Line by line, retype the material below exactly, from its first line up to and including the one holding "Where can the grass".
══════════
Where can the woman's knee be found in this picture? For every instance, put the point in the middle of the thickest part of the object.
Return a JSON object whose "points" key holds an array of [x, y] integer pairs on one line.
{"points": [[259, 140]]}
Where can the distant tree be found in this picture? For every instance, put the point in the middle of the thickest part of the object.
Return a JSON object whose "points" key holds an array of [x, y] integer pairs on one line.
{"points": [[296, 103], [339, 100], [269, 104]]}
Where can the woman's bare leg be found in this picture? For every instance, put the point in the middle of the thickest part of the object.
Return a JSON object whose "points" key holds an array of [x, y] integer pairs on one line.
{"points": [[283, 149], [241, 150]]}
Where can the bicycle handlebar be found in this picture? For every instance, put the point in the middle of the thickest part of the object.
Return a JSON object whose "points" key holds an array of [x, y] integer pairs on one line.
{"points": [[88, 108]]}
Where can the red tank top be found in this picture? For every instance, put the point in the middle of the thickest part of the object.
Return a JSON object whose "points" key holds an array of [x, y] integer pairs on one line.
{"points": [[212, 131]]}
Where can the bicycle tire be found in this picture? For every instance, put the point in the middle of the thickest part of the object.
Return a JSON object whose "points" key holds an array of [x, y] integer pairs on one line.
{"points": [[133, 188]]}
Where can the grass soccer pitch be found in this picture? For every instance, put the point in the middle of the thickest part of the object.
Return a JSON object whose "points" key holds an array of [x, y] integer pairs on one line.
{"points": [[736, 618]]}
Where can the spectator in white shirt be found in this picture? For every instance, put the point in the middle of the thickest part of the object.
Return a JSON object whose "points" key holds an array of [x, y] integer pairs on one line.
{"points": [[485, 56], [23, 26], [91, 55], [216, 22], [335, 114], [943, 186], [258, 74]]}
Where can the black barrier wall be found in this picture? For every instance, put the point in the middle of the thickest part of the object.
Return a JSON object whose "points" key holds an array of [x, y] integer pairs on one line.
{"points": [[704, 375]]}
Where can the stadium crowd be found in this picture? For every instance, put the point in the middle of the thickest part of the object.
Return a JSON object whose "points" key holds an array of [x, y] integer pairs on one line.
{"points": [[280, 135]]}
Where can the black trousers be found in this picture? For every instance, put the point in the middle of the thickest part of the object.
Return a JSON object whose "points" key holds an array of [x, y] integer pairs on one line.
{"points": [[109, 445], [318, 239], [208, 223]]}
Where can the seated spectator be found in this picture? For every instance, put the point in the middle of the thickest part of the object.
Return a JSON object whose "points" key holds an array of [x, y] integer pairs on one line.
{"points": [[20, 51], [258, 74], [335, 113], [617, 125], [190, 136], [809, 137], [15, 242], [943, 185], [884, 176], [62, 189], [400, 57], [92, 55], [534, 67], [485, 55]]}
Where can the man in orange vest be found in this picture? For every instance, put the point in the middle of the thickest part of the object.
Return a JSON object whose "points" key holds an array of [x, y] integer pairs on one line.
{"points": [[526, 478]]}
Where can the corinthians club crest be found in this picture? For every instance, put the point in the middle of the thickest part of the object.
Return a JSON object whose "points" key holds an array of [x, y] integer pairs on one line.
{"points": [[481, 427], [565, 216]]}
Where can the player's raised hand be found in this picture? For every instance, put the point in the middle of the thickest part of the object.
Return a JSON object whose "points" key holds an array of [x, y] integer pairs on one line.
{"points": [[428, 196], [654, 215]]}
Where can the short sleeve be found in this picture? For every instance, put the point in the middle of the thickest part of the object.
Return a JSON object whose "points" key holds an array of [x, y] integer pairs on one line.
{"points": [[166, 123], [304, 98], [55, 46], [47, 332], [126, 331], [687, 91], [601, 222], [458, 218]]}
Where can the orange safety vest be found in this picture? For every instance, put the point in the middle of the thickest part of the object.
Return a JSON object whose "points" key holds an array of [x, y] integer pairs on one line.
══════════
● **Task answer**
Where can the woman's knee be found in this picture? For every instance, put the point in the middle of the thickest part of the object.
Return a JSON object whose "points" key holds an array of [x, y] integer pairs on one line.
{"points": [[259, 140]]}
Where can the distant tree be found in this picture? For every instance, put the point in the middle of the thickest part of the object.
Return a JSON object whose "points" key holds an array of [x, y] integer pairs on one line.
{"points": [[296, 103], [339, 100], [269, 104]]}
Where can the woman's bare leg be found in this picture? For every instance, put the point in the middle of the thickest part of the object.
Return a JSON object whose "points" key holds an array of [x, y] integer pairs on one line.
{"points": [[283, 149], [241, 150]]}
Where can the bicycle handlebar be found in this picture? For every instance, put the point in the middle of the thickest part of the object.
Return a JSON object whose "points" key holds an array of [x, y] integer pairs on one line.
{"points": [[88, 108]]}
Where can the red tank top be found in this picture? For every instance, put the point in the middle of the thickest part of the object.
Return a JSON object whose "points" key holds an array of [x, y] integer pairs on one line.
{"points": [[212, 131]]}
Where can the bicycle tire be found in this picture? For every instance, put the point in the middle of the thickest part of the object.
Return a JSON object whose "points" key holds an array of [x, y] integer pairs on one line.
{"points": [[133, 188]]}
Where can the grass soccer pitch be found in this picture? For every instance, put the point in the middle of the thickest part of the object.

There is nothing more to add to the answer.